_Directions_: Starting at the line that contains "# place a dot on each instance of the cut" and stopping after the last line, set down the listing exactly as it is. Add nothing.

·····

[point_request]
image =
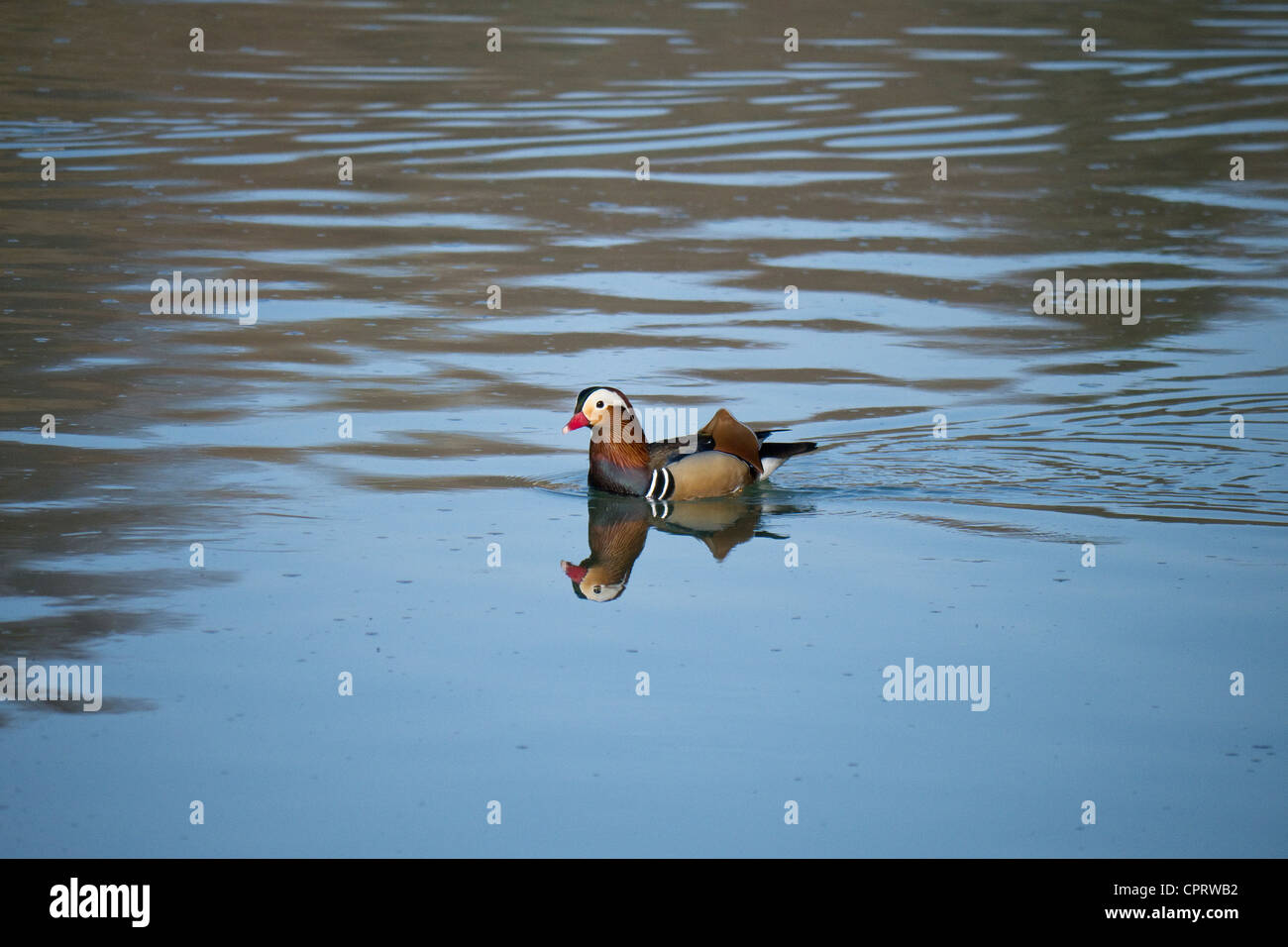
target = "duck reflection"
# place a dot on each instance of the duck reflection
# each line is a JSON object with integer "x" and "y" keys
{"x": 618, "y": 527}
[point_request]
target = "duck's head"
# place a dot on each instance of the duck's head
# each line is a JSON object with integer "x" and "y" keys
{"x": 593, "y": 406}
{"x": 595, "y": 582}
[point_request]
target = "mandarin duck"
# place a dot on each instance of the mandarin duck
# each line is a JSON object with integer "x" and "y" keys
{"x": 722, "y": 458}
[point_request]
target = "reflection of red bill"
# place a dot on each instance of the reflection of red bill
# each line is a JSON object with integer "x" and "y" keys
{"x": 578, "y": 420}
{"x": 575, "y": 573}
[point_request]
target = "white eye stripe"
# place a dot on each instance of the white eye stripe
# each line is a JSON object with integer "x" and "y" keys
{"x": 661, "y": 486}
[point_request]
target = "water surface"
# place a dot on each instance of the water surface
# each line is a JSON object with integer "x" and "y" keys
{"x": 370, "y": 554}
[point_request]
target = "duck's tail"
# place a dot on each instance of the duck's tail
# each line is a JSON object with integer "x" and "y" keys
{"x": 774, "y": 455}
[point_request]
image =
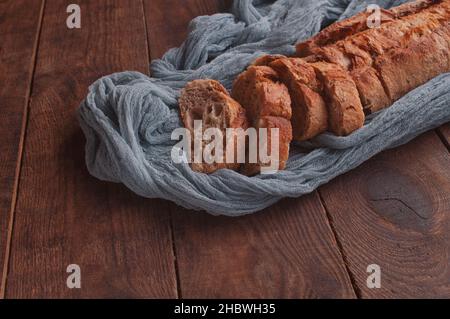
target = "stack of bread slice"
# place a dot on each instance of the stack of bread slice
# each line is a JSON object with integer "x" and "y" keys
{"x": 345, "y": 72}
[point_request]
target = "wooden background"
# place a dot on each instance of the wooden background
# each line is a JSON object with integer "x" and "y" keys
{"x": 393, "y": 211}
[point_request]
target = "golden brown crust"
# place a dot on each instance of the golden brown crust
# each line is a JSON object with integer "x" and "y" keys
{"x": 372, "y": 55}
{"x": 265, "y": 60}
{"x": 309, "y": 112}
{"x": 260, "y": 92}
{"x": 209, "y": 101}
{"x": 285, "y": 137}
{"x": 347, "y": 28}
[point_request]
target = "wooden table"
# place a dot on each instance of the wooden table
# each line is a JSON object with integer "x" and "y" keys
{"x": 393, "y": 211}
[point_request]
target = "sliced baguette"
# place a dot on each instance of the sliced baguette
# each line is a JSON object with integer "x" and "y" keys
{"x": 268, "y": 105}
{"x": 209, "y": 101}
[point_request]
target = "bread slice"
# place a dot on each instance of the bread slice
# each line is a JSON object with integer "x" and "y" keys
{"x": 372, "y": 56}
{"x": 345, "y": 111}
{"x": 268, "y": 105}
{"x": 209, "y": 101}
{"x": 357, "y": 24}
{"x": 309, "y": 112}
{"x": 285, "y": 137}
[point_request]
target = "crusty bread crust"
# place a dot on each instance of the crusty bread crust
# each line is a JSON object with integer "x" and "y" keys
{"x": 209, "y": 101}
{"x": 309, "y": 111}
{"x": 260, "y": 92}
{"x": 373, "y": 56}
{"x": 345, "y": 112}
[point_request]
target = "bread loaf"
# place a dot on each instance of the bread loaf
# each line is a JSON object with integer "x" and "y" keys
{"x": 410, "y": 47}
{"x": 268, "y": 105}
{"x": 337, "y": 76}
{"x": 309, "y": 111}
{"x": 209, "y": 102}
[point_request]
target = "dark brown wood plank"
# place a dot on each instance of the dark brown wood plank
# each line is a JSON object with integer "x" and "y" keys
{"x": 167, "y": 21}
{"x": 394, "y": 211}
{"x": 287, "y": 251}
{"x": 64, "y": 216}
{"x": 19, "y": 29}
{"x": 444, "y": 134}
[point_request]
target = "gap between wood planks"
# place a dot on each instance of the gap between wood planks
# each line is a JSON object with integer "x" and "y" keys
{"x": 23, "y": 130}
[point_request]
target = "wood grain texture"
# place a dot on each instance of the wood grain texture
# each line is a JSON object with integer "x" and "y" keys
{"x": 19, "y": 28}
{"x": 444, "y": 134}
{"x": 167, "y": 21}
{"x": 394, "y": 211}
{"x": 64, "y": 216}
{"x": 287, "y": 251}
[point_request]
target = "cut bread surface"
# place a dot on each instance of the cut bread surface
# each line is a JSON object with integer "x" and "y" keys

·····

_Solved exercise_:
# place a dot on each instance of the cut bread surface
# each line is a JSON object with integer "x" and "y" keys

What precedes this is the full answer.